__Information provided__
begin

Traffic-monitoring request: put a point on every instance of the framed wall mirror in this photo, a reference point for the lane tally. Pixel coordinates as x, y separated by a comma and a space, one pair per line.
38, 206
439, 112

end
begin

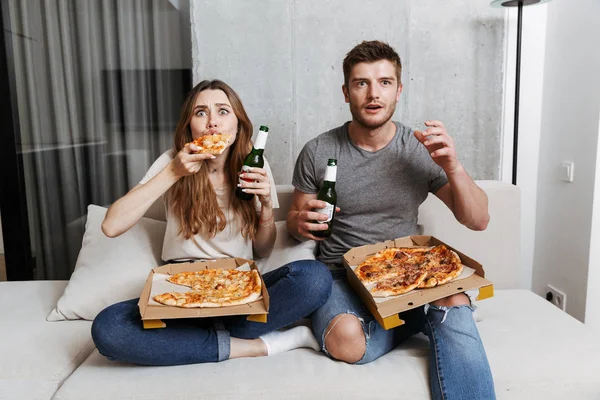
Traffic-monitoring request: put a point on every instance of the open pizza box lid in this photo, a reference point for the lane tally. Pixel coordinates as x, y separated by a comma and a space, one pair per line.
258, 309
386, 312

end

__What is asked__
Pull out each line of the listing above that contains the word "wall", and copy those lines unchanged.

__Task response__
Traffic-monitoring request: put a point on every instance of the framed wall mirror in this photo, a reference point for the lane tally. Pixel coordinates as x, y separated by a comma and a space, one pair per line.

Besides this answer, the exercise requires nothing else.